We find that individuals whose households were behind on their student loan payments as a result of COVID-19 had financial well-being (FWB) scores that were almost 1 standard deviation lower than individuals whose households were not behind on their student loan payments—FWB scores dropping from the 58th percentile to the 21st percentile (Figure 2). Moreover, this significant and substantial difference mostly remained when we accounted for related factors, such as employment, income, liquid assets, student debt amount, and CARES Act student debt and payment relief. Thus, the inability to make progress on paying down student loans may further veer households off track for meeting their financial goals and enjoying the financial freedom that comes with being free of student debt. Even when compared to other individuals that were behind on their student loans, those that were behind due to COVID-19 had significantly and substantially lower levels of FWB. This bleak economic outlook suggests that their ability to get back on track with repayments may be more challenging than other borrowers who are behind yet may not be simultaneously impacted by COVID-19. Thus, while previous research has demonstrated a negative association between student loans and FWB, COVID-19 represents a unique circumstance for student-debt holders, as a lack of job prospects may limit borrowers’ earning potential and, ultimately, alter their repayment plans.
Figure 2. Perceptions of being behind on student loans and financial well-being
Source: Social Policy Institute COVID-19 Survey
We need better solutions for student debt relief under COVID-19
The CARES Act’s administrative forbearance on federal student loans may be helpful in the short term, as it allows borrowers to pause their payments. However, in the long term, this policy will likely extend the term of these loans, which will in turn, extend the impact of these loans on borrowers. For example, while in the short term being behind in loan payments may manifest itself in lower subjective measures of FWB, in the long term it may manifest itself into more objective measures, such as delayed home-buying and family formation, as well as a larger wealth gap across income groups. Thus, if the effects of COVID-19 are unequally distributed to student debt holders, we must ask ourselves if the relief policies should match this distribution. We believe the answer is yes, and therefore propose a variety of short- and long-term means-tested solutions:
- We suggest another round of cash transfers for LMI households, or a larger amount of cash for LMI households in more widely distributed transfers.

_Task statement_.
Continue the text on student debt relief during COVID-19 from the point where it stops. The lines that follow are separate material and are not part of the text on student debt during COVID-19.

_Study material_.
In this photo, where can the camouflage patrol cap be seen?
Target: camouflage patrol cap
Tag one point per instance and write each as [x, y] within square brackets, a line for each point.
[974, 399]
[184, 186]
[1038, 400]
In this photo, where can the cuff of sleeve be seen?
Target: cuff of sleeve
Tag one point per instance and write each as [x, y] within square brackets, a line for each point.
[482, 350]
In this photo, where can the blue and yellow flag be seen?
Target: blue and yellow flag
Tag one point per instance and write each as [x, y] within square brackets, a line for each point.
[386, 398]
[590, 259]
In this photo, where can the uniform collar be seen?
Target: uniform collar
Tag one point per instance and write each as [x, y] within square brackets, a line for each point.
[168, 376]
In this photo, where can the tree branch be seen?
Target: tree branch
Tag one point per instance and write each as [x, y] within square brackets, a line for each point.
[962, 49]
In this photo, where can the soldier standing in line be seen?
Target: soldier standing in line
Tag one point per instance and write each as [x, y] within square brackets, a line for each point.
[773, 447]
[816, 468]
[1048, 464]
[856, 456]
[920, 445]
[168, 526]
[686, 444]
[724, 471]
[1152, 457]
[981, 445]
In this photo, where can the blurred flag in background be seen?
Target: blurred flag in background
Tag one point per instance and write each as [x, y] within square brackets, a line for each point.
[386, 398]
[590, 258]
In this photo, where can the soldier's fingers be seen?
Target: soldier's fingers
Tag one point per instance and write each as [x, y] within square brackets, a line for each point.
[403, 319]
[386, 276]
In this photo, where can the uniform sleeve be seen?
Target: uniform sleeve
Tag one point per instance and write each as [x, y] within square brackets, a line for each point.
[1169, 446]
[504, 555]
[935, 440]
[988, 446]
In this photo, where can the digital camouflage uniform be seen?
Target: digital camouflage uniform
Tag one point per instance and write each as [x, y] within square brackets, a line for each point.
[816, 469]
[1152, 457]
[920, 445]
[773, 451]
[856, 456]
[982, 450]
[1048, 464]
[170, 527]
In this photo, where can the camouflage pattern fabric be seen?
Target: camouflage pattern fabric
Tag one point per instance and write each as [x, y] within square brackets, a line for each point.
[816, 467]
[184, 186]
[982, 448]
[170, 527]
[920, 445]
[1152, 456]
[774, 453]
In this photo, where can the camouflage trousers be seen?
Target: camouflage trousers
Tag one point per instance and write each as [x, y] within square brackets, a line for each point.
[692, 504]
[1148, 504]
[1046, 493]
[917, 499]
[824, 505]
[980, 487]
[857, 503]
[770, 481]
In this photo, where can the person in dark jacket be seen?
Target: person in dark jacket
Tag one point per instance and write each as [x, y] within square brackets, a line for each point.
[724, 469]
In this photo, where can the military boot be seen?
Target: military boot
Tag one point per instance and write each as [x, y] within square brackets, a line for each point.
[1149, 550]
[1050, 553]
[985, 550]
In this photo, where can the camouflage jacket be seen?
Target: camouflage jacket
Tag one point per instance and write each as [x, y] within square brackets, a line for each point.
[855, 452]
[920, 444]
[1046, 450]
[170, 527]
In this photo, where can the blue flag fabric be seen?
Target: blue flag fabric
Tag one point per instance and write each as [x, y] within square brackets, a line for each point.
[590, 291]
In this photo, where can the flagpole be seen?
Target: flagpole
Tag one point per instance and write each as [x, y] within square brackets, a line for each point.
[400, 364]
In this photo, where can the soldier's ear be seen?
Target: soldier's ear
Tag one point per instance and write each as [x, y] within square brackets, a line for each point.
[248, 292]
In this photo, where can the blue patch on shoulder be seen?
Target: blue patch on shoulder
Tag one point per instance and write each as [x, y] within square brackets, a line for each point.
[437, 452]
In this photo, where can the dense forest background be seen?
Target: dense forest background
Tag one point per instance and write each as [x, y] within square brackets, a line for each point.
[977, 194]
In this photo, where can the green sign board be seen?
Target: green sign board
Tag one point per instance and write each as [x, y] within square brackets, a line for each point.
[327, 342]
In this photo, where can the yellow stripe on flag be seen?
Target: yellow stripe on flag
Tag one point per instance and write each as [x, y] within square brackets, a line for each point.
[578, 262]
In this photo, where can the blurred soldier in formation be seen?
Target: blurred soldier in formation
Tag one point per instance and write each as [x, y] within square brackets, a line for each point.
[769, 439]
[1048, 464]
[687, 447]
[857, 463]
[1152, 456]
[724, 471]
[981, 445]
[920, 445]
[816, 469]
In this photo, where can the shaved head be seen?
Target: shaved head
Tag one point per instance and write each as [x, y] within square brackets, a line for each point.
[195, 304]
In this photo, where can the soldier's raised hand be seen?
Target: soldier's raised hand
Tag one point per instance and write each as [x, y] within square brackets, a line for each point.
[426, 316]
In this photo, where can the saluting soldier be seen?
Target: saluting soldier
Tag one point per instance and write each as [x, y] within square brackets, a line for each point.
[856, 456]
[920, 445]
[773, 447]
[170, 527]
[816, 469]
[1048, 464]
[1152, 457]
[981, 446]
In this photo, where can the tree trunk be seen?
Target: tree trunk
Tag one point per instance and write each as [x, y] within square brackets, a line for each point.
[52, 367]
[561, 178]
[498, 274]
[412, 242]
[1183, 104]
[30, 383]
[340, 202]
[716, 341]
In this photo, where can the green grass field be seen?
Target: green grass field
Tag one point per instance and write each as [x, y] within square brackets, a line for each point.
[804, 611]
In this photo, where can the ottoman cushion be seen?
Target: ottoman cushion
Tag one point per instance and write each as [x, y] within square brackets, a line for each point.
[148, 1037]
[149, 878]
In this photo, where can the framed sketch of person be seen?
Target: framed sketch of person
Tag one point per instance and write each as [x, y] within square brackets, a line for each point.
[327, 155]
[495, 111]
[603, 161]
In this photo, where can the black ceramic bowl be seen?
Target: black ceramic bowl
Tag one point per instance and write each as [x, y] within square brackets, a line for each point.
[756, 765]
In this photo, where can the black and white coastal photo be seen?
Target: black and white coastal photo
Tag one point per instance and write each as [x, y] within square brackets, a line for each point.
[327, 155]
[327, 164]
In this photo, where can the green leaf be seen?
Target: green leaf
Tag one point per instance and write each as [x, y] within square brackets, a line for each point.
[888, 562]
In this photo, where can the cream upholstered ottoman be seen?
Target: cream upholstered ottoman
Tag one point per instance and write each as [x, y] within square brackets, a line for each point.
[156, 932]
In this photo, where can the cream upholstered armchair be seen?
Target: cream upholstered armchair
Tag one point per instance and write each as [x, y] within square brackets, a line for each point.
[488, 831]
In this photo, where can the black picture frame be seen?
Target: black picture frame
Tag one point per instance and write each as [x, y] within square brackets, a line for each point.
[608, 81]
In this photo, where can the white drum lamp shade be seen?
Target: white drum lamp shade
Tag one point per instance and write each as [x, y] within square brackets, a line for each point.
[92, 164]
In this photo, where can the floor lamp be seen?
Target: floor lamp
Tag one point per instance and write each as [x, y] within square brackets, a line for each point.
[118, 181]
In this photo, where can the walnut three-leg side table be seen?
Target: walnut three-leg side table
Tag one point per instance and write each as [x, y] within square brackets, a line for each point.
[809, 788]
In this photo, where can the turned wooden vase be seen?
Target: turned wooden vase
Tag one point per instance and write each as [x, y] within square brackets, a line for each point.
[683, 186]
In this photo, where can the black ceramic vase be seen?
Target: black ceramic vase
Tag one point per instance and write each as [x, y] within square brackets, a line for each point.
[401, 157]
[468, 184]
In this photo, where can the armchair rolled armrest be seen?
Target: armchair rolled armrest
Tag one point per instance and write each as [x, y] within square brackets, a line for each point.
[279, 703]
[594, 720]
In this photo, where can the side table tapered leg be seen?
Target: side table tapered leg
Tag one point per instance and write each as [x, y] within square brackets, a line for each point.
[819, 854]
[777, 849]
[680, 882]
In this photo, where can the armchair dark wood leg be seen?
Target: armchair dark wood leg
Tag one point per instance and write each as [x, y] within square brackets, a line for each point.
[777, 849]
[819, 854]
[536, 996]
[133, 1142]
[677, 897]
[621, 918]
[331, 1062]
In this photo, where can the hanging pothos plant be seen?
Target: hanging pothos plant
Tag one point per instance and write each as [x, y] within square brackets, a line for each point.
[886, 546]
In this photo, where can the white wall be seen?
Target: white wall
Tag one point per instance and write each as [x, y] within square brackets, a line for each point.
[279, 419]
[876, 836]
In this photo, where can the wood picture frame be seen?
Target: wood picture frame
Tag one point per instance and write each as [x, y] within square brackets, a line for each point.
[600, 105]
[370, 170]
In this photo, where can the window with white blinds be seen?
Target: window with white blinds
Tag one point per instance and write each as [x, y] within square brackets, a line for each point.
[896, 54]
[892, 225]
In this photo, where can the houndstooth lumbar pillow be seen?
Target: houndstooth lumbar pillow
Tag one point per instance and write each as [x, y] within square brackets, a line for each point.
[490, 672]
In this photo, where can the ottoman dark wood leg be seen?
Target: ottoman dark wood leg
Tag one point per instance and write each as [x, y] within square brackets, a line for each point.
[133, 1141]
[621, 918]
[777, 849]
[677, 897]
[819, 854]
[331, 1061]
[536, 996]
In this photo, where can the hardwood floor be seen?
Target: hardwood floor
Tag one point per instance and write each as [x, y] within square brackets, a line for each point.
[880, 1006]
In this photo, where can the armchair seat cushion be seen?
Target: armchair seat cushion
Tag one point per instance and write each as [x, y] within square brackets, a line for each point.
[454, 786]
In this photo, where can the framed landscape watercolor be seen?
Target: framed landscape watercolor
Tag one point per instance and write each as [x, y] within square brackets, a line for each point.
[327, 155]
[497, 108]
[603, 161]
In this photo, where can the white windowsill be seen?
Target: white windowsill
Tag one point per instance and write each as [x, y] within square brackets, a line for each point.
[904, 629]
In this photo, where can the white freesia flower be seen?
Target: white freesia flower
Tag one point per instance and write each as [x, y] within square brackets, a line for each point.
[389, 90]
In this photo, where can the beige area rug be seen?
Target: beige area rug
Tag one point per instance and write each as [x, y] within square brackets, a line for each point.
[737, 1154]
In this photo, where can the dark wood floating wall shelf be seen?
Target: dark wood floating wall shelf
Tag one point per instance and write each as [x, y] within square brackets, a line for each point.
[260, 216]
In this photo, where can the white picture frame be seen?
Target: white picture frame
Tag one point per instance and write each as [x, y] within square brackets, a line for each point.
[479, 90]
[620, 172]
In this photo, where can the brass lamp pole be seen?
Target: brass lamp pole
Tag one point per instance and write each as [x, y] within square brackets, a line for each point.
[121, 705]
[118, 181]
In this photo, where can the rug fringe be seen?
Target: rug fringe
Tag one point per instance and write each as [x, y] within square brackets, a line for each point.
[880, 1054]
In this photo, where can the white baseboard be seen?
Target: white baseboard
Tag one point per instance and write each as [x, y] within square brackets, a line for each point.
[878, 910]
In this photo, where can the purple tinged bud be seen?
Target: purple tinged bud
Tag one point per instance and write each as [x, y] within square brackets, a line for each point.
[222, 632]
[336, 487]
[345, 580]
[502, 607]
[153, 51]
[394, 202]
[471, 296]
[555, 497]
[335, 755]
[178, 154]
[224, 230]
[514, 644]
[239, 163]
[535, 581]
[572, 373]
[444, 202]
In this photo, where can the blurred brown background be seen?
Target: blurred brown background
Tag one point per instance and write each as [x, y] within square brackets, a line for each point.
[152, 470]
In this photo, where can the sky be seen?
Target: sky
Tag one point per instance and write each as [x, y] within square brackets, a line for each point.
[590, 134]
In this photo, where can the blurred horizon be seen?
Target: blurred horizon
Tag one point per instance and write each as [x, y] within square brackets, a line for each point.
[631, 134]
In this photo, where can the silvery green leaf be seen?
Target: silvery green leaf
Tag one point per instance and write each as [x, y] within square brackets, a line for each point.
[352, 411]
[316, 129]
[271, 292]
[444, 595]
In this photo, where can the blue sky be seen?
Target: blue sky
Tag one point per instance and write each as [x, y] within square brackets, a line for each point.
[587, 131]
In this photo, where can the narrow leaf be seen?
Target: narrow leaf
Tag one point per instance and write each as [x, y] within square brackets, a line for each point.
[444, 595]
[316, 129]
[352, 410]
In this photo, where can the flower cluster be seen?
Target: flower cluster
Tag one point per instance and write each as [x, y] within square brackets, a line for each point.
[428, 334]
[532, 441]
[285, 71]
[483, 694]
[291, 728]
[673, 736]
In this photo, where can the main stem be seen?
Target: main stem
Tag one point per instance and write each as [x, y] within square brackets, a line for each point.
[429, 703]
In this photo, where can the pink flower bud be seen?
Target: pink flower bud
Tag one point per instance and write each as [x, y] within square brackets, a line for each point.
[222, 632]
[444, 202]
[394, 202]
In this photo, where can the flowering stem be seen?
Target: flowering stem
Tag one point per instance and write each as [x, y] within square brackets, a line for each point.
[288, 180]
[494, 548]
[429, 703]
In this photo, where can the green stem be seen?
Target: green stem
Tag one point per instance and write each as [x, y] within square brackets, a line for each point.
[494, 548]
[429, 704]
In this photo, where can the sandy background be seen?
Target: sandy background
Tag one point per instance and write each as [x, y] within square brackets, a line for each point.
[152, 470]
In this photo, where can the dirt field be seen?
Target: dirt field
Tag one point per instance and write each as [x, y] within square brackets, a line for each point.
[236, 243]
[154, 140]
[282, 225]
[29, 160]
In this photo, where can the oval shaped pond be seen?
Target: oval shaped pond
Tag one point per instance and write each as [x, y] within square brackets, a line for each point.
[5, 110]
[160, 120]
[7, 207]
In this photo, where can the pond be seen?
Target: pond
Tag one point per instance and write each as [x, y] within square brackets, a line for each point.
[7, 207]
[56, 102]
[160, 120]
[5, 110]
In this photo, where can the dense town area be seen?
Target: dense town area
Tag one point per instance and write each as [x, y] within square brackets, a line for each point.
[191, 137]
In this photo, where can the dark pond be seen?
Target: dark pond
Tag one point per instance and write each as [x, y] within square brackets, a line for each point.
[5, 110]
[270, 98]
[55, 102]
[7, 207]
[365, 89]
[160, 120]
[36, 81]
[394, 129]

_Response area_.
- We also support many of the central tenets of the HEROES Act, which was recently passed by House Democrats. The bill would extend the temporary loan relief through September 2021 and allow for the cancellation of some federal and private student loans (up to $10,000 per borrower). While some have noted the efficiency and effectiveness of universal debt cancellation, we believe that LMI households should receive a larger amount of debt cancellation as a mechanism to fend off rising inequality in the wake of COVID-19.
- Finally, we propose that the federal government make an effort to extend private student loan borrowers and lenders a similar level of relief that federal student loan borrowers received with the CARES Act. This has been done in multiple states thus far and can reasonably be replicated in other states as well.